:: WHAT IS EXPECTED ::
Leave out any pictures and transcribe all other data below exactly.

(Stored entries)
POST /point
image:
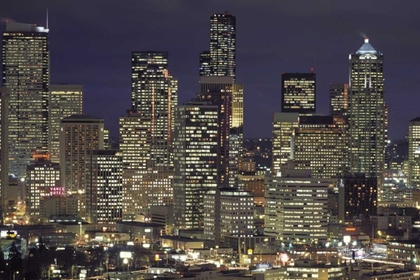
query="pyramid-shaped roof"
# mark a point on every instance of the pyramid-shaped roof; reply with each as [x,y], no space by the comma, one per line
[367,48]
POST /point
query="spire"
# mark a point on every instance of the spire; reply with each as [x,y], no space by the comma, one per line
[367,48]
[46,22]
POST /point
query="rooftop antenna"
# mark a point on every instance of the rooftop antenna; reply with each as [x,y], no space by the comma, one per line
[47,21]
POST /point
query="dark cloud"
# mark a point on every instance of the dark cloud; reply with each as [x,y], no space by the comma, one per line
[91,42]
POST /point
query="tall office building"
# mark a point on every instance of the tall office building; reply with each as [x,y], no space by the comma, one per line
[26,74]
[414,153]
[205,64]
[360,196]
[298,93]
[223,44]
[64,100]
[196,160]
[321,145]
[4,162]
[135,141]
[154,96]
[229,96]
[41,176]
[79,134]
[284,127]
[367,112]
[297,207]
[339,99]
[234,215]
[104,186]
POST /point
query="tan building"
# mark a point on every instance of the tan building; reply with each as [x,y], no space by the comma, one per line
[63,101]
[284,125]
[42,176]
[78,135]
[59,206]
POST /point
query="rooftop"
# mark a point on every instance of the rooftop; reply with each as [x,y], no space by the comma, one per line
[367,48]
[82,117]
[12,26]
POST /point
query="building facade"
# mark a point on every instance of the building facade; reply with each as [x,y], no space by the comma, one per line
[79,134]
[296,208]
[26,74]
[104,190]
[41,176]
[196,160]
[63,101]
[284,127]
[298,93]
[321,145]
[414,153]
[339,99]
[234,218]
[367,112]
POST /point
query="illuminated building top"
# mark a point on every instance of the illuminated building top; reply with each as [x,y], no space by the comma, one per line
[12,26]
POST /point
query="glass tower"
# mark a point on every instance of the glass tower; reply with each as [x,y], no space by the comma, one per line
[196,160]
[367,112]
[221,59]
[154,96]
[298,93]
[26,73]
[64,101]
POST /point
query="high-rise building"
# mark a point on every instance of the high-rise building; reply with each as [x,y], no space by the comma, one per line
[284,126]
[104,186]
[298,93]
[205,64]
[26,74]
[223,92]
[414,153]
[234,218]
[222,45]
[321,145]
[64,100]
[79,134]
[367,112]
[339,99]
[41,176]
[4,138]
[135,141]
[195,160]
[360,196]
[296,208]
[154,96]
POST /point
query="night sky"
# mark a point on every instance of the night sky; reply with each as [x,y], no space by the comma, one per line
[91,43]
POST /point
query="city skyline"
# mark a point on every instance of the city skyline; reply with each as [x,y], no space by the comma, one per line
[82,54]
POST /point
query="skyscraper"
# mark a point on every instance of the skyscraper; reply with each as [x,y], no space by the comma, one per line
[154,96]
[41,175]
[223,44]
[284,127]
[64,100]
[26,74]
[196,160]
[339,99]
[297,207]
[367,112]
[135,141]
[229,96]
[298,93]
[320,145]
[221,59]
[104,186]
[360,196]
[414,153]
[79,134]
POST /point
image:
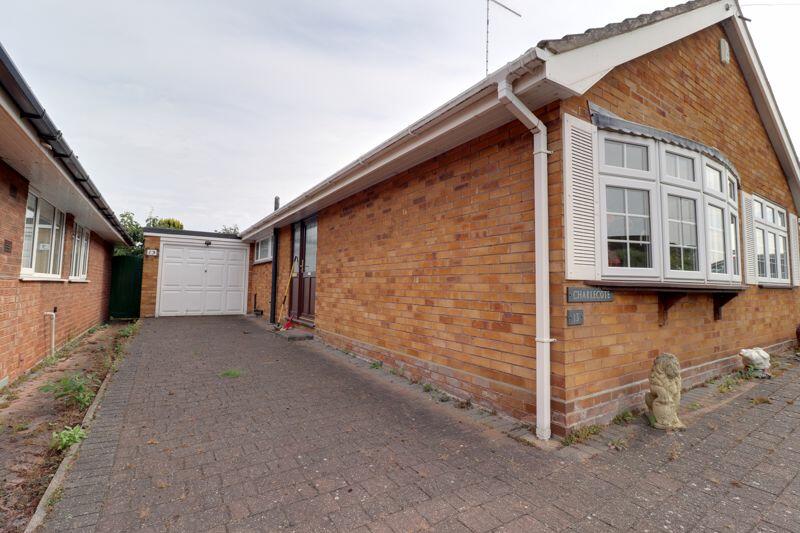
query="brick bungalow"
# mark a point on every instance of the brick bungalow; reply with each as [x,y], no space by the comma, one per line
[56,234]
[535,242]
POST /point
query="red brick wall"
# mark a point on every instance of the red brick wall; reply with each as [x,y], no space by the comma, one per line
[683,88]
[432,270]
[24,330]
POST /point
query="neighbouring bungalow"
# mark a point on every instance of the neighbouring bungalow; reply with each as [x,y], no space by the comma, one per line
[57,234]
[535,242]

:: TASK RESULT ::
POST /point
image:
query="pyramid-shaped roof"
# mark a point on every instance of the pyramid-shaped roof; reply with each as [x,y], no space by the comma, one per line
[367,48]
POST /point
query="spire"
# mark a point on every instance of the spire; reply with each as [x,y], no space by the comma, one per line
[367,48]
[46,22]
POST /point
query="rooftop antenna"
# mark a point on every instance of the rooftop antenna; reply with each as [x,y], no space by the comma, one per line
[47,21]
POST /point
query="dark cloud"
# mark a point on every instance of the dark cloud; reply with each as [x,y], no space by the comma, one per line
[91,42]
POST /point
query="tall office building"
# mark a point on every instance of the tall office building; reply with each as [x,y], no space by the comma, one per line
[26,74]
[414,153]
[205,64]
[360,196]
[298,93]
[223,44]
[64,100]
[196,160]
[321,145]
[4,162]
[135,141]
[154,96]
[229,96]
[41,176]
[79,134]
[284,127]
[367,112]
[297,207]
[339,99]
[234,215]
[104,186]
POST /point
query="tan building"
# mark a point on every instance of the tan building; reply with each as [x,y], no space by the comma, one per line
[63,101]
[284,125]
[42,176]
[78,135]
[59,206]
POST /point
query="rooftop"
# mark a point on every instance of the rooftop; reply with each as [x,y], no space by the comma, one per line
[367,48]
[82,117]
[12,26]
POST /point
query="building facade"
# mark a point on every instance of the building facade; reply with each as [x,y], no space by the comma, one per line
[79,134]
[296,208]
[26,74]
[104,190]
[41,176]
[196,160]
[63,101]
[284,127]
[298,93]
[321,145]
[414,153]
[339,99]
[234,218]
[367,112]
POST /point
query="illuminated building top"
# mark a point on every instance of the illuminated building top; reply with each as [x,y], no space by the comma, one per line
[12,26]
POST /point
query="glass tower"
# mark a point on every instance of the glass tower; reply with each as [x,y], no space by the comma, one per line
[196,160]
[367,112]
[221,59]
[154,96]
[298,93]
[26,73]
[64,101]
POST /point
query="high-rise building"
# mark a point on every instance of the high-rise building; reply with each as [x,y], no space by the comma, one per line
[284,126]
[104,186]
[298,93]
[205,64]
[26,74]
[223,92]
[414,153]
[234,218]
[222,45]
[321,145]
[64,100]
[79,134]
[367,112]
[339,99]
[41,176]
[4,138]
[135,141]
[195,160]
[360,196]
[296,208]
[154,96]
POST /point
query="night sky"
# mark a point on every instance of the night sky; reply with each as [x,y], no space by the comma, one per line
[91,43]
POST /point
query="city skyline"
# mark a point on every instance of the city skyline; reply with each as [x,y], no space by the comma, one per line
[82,54]
POST /point
query="skyscraper"
# mark a point on every instance of the skyscraper; reply with each as [x,y], no space by the comma, one per line
[154,96]
[41,175]
[223,44]
[284,127]
[64,100]
[26,74]
[196,160]
[339,99]
[297,207]
[367,112]
[135,141]
[229,96]
[298,93]
[320,145]
[221,59]
[104,186]
[360,196]
[414,153]
[79,134]
POST /point
image:
query="brick bungalow"
# mark a point on every instance of the brick bungalow; reply with each as [x,y], no space by the comma, one per line
[56,234]
[535,242]
POST /point
query="red brick wall"
# mark a point on every instance of the red brick wall; reply with each as [x,y], no space by the comma, one per line
[683,88]
[432,270]
[24,330]
POST /point
query="neighbouring bungalow"
# mark a point on every instance of the neighbouring bungalow; reply with each as [x,y], no space by the comma, one per line
[57,234]
[535,242]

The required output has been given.